== What is needed ==
Convert the lines of every record below into a JSON list of strings, one string per line, leaving out any blank lines.

>> BEGIN Material

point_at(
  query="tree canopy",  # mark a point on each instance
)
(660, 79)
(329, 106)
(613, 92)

>> END Material

== Answer to this task ==
[
  "point_at(",
  "  query=\"tree canopy\",  # mark a point on each instance",
  ")",
  "(660, 79)",
  "(329, 106)",
  "(613, 92)"
]